## Brief a
Reproduce the passage of the Amazon Redshift article below, starting at "- Collect Azure" and ending at "to external identities.".

## Quoted passage
· · · ·
AWS Big Data Blog
Integrate Amazon Redshift native IdP federation with Microsoft Azure AD and Power BI
June 2023: This post was reviewed and updated for accuracy.
Amazon Redshift accelerates your time to insights with fast, easy, and secure cloud data warehousing at scale. Tens of thousands of customers rely on Amazon Redshift to analyze exabytes of data and run complex analytical queries.
As enterprise customers look to build their data warehouse on Amazon Redshift, they have many integration needs with the business intelligence (BI) tools they’re using. For customers who want to integrate Amazon Redshift with their existing identity provider (IdP) such as Microsoft Azure Active Directory (Azure AD) using BI tools and services such as Power BI Desktop and Power BI service, we have introduced a native IdP for Amazon Redshift to help you implement authentication and authorization for these tools in a seamless way.
Amazon Redshift native IdP simplifies the administration process of managing identities and permission. This feature provides native integration with Microsoft Azure AD, which you can use for authentication and authorization with tools like Power BI. It uses your existing IdP to simplify authentication and managing permissions. It does this by making it possible to share identity metadata to Amazon Redshift from your IdP. In this approach, an external IdP (such as Azure AD) issues an access token, which is passed to Amazon Redshift via a client, and then Amazon Redshift performs the token validation and claim extraction natively.
By leveraging Amazon Redshift native IdP authentication, users can establish a robust and secure end-to-end experience within the platform. This authentication method simplifies administration tasks while providing the necessary tools to implement fine-grained row-level security in Amazon Redshift. Additionally, Redshift Native IdP can be integrated with dynamic data masking (DDM) making sensitive data protection becomes more streamlined and efficient, further enhancing the security measures within the Amazon Redshift data warehouse.
This post shows a step-by-step implementation of the Amazon Redshift native IdP setup with Azure AD, which demonstrates how to manage users and groups with an organizational directory, and how to federate into Amazon Redshift. You don’t need to create AWS Identity and Access Management (IAM) roles, policies, separate database users, or groups in Amazon Redshift with this setup.
Solution overview
Using an Amazon Redshift native IdP has the following benefits:
- You can manage users and groups from a centralized IdP
- Enables your users to be automatically signed in to Amazon Redshift with their Azure AD accounts
- You can automatically create Amazon Redshift roles with a namespace that represents external groups (such as Azure AD groups)
- External user group membership is natively mirrored with Amazon Redshift roles and users
The general configuration steps of the Amazon Redshift native IdP approach are as follows:
- Register an application in Azure AD and set up groups.
- Collect Azure AD information for the Amazon Redshift IdP.
- Set up the IdP on Amazon Redshift.
- Set up Amazon Redshift permissions to external identities.
- Configure the client connection.
The following diagram illustrates the resulting solution.
· · · ·
## Supplied information

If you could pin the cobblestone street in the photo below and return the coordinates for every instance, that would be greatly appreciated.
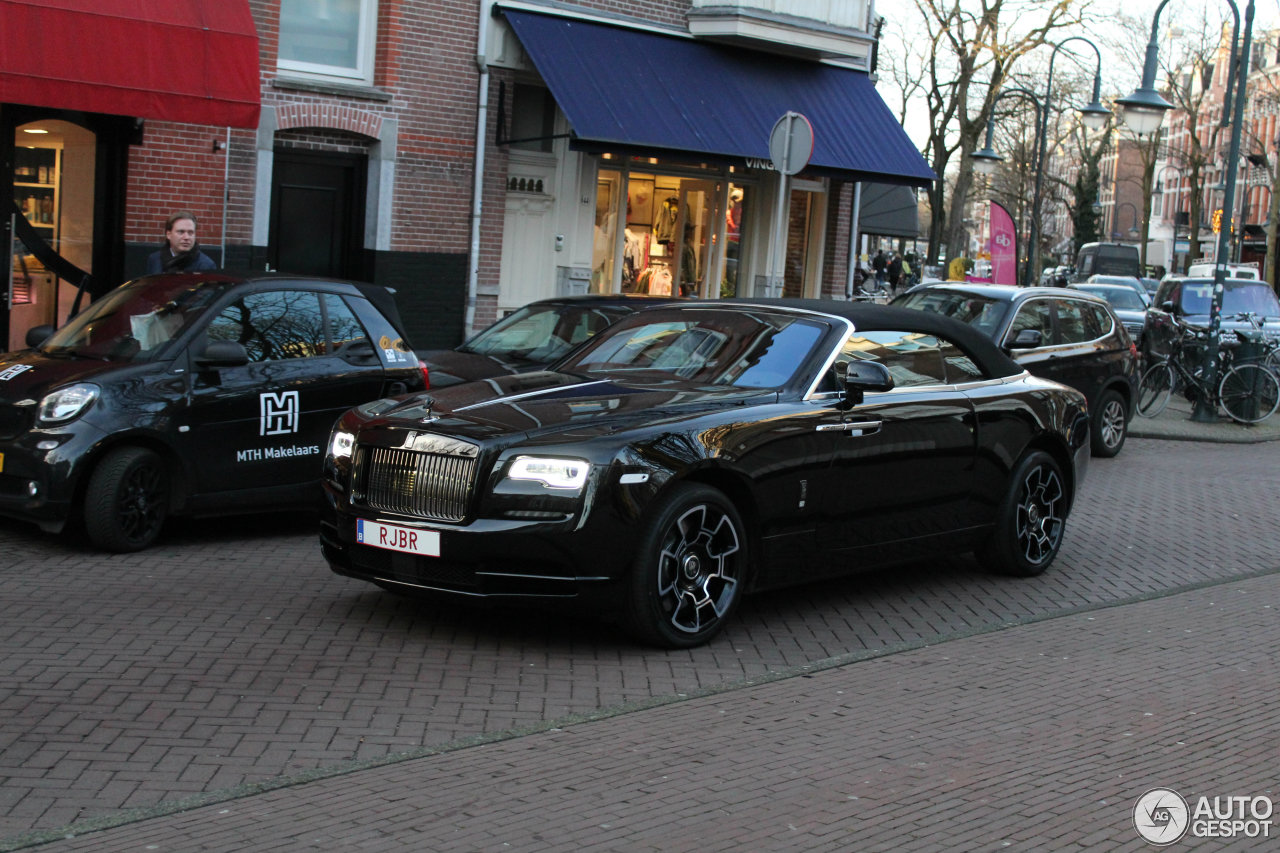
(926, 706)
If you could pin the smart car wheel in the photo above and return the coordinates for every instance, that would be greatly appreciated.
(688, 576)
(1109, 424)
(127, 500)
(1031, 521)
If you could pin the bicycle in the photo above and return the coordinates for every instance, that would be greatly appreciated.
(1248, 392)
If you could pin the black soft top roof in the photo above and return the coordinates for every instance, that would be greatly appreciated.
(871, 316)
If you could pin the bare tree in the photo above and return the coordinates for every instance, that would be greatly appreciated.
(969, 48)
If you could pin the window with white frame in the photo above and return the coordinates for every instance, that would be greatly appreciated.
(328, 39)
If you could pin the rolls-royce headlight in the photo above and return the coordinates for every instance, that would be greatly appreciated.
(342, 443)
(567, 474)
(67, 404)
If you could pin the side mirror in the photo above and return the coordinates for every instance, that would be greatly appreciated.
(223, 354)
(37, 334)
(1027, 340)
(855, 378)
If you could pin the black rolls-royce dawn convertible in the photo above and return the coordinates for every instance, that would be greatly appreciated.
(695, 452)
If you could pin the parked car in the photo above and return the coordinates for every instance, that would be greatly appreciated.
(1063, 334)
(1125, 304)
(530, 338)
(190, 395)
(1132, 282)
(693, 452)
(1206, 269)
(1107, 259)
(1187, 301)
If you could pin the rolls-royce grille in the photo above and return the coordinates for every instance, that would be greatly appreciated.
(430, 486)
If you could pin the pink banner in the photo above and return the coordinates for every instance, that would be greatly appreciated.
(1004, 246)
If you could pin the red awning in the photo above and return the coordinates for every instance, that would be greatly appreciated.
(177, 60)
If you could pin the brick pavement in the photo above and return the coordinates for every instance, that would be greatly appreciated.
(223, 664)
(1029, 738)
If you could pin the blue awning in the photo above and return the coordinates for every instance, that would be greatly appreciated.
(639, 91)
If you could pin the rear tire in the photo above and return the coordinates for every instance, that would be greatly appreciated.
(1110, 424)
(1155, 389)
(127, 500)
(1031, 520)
· · · ·
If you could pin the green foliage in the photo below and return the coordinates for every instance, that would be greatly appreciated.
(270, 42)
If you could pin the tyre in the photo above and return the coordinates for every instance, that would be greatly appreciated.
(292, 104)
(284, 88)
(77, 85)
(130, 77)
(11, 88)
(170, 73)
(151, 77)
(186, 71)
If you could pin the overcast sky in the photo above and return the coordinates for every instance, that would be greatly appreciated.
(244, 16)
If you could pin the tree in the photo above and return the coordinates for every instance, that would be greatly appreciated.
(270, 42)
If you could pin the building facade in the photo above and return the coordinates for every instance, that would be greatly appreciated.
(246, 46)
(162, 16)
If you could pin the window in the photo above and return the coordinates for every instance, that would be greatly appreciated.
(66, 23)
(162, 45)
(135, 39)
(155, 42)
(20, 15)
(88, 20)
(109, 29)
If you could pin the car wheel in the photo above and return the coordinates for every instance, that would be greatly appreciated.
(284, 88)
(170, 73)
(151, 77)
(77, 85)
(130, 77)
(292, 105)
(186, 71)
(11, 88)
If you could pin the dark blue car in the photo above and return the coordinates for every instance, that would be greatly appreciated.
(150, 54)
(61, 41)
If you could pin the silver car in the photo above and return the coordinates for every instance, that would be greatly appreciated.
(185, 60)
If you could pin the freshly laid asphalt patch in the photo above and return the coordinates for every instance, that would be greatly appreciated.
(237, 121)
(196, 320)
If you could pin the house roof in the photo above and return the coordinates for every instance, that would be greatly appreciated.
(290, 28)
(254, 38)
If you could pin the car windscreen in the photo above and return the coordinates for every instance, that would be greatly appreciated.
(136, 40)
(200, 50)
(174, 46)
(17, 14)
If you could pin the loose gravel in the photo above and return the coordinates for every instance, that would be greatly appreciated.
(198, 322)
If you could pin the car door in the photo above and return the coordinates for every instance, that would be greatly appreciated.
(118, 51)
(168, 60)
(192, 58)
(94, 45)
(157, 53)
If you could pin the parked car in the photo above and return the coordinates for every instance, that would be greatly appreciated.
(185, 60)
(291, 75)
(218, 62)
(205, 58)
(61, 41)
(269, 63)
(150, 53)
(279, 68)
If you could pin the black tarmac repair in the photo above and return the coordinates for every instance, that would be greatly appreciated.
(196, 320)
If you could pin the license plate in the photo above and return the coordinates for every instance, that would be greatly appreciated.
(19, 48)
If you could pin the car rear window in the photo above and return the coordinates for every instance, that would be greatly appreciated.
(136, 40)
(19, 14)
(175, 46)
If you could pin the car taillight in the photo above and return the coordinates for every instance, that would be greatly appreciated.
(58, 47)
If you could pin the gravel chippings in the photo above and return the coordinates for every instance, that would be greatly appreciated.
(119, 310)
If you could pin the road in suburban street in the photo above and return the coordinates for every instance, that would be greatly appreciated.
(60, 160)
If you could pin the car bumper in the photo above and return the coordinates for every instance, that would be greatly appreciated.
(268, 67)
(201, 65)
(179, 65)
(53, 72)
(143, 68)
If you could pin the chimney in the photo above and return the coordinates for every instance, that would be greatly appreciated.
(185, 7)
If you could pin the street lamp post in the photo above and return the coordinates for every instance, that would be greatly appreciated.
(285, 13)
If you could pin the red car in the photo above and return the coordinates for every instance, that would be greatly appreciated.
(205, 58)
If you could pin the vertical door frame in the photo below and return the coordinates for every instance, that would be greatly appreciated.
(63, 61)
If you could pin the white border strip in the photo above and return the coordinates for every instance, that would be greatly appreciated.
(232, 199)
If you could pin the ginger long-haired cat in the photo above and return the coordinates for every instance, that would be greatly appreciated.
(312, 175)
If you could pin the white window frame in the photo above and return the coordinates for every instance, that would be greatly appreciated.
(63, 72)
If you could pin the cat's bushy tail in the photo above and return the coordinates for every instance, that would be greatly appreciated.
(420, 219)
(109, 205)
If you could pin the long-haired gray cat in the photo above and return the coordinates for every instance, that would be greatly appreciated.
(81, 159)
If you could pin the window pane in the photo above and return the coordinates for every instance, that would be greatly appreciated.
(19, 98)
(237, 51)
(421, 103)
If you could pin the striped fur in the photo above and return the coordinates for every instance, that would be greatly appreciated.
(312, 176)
· · · ·
## Brief b
Write out, word for word, the lines of the records above, starting at the line that contains "If you could pin the brick" and ending at the line that contains "(1031, 520)". Include both of these lines.

## Full response a
- Collect Azure AD information for the Amazon Redshift IdP.
- Set up the IdP on Amazon Redshift.
- Set up Amazon Redshift permissions to external identities.

## Full response b
If you could pin the brick pavement in the photo above and return the coordinates for every instance, that would be greatly appreciated.
(223, 664)
(1029, 738)
If you could pin the blue awning in the photo above and return the coordinates for every instance, that would be greatly appreciated.
(639, 91)
If you could pin the rear tire in the photo above and return the coordinates for every instance, that would be greatly appreciated.
(1110, 424)
(1155, 389)
(127, 500)
(1031, 520)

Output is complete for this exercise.